**Required work:** Pull out each line of the material below that contains the string "grass". Treat uppercase and lowercase as distinct.

**Provided records:**
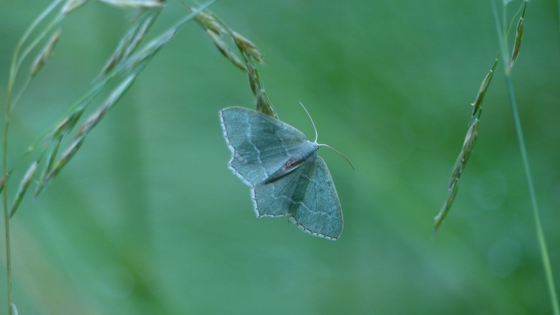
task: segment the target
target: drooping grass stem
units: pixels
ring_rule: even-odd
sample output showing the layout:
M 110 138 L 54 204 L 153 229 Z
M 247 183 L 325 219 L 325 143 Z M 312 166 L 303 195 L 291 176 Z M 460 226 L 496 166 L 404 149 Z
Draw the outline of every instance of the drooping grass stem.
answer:
M 523 13 L 522 15 L 521 19 L 523 19 L 524 17 L 525 13 L 525 6 L 526 6 L 526 0 L 524 1 L 524 5 L 522 6 L 523 8 Z M 496 29 L 498 31 L 498 36 L 499 38 L 500 42 L 502 43 L 501 46 L 501 52 L 502 52 L 502 61 L 503 62 L 504 66 L 504 76 L 505 78 L 505 83 L 507 87 L 507 94 L 510 97 L 510 103 L 511 104 L 512 106 L 512 112 L 513 114 L 513 120 L 515 125 L 515 131 L 517 135 L 517 141 L 519 142 L 519 151 L 521 153 L 521 158 L 522 161 L 523 163 L 523 169 L 525 173 L 525 178 L 527 181 L 527 186 L 529 190 L 529 197 L 531 198 L 531 206 L 533 207 L 533 214 L 535 218 L 535 227 L 536 227 L 536 232 L 537 234 L 537 239 L 538 241 L 539 249 L 540 251 L 540 257 L 542 260 L 542 266 L 545 269 L 545 276 L 546 277 L 547 280 L 547 285 L 548 287 L 549 294 L 550 295 L 550 300 L 552 304 L 552 309 L 554 310 L 554 314 L 555 315 L 560 315 L 560 307 L 559 307 L 558 304 L 558 297 L 556 295 L 556 287 L 554 286 L 554 276 L 552 274 L 552 268 L 550 265 L 550 258 L 549 258 L 548 255 L 548 248 L 547 247 L 546 239 L 545 237 L 545 233 L 542 230 L 542 224 L 540 222 L 540 214 L 538 211 L 538 205 L 537 204 L 537 197 L 536 195 L 535 194 L 535 187 L 533 185 L 533 176 L 531 174 L 531 168 L 529 167 L 529 160 L 528 157 L 527 155 L 527 149 L 525 146 L 525 140 L 523 136 L 523 131 L 522 130 L 521 126 L 521 119 L 519 118 L 519 112 L 517 108 L 517 101 L 515 98 L 515 93 L 514 90 L 513 88 L 513 80 L 512 79 L 512 65 L 514 60 L 512 62 L 510 61 L 507 56 L 505 55 L 507 51 L 509 51 L 507 49 L 507 43 L 506 41 L 506 38 L 507 37 L 507 34 L 504 34 L 505 28 L 500 28 L 498 18 L 498 10 L 496 8 L 496 4 L 492 1 L 492 8 L 494 13 L 494 18 L 496 20 Z M 506 11 L 506 6 L 503 6 L 503 14 L 505 14 Z M 505 23 L 503 24 L 504 27 L 506 25 Z M 518 27 L 518 32 L 519 32 L 519 27 Z M 516 46 L 521 45 L 520 36 L 517 36 L 516 38 Z M 517 41 L 519 41 L 519 43 L 517 43 Z M 519 47 L 517 48 L 519 49 Z M 517 55 L 516 57 L 517 57 Z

**Solved problem:**
target: drooping grass stem
Draw the outline of every instance of the drooping grass stem.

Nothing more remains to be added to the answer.